Brief A: List every percentage that appears in the text on Qualcomm's licensing business.

** start Supplied text **

Government regulators started to back their domestic smartphone makers. Last year, China fined Qualcomm $975 million for anticompetitive practices, and the company agreed to collect royalties based on only 65% of the net selling price of a handset, which was slightly lower than the wholesale price. But even after that ruling, many Chinese OEMs underreported shipments to pay Qualcomm lower licensing fees.

To make matters worse, regulators in South Korea and Taiwan launched similar probes into Qualcomm's licensing practices. If Qualcomm is forced to lower fees in those two markets, QTL revenue will take a big hit -- China, South Korea, and Taiwan generated 82% of its total sales in fiscal 2015.

Best and worst case scenarios
Qualcomm expects QTL revenue between $7.3 billion and $8.0 billion for fiscal 2016, which would represent an 8.1% decline to a 0.7% gain for the year. Qualcomm stated that the high end of the range assumes that it makes "meaningful progress" in signing new agreements with OEMs in China to resolve underreporting issues. The low end of the guidance assumes that the number of unreported devices in China will rise and that Qualcomm makes "little to no progress on signing new license agreements or amendments".

** end Supplied text **

Brief B: Collect every line of the records that contains the string "face", matching case exactly.

** start Material for the task **

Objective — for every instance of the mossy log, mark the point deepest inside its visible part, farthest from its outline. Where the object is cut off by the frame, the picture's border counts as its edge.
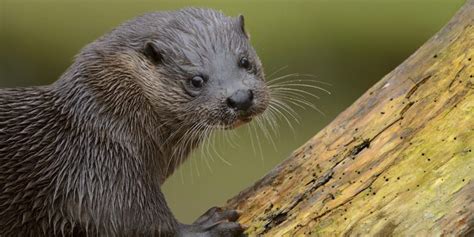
(399, 161)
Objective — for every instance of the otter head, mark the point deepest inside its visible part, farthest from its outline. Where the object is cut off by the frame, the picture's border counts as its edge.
(195, 66)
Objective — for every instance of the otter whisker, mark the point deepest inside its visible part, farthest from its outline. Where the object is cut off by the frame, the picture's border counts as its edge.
(273, 107)
(286, 108)
(292, 91)
(277, 71)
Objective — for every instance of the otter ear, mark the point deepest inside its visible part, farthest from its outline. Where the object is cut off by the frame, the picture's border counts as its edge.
(152, 52)
(242, 25)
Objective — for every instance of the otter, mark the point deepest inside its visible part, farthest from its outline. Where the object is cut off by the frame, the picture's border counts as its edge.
(86, 155)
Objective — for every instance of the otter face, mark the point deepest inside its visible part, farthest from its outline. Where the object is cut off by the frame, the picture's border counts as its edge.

** end Material for the task **

Exercise response A:
65%
82%
8.1%
0.7%

Exercise response B:
Objective — for every instance of the otter face, mark the point deepest inside its visible part, farthest from its outline. Where the object is cut off by the frame, the picture's border counts as its edge.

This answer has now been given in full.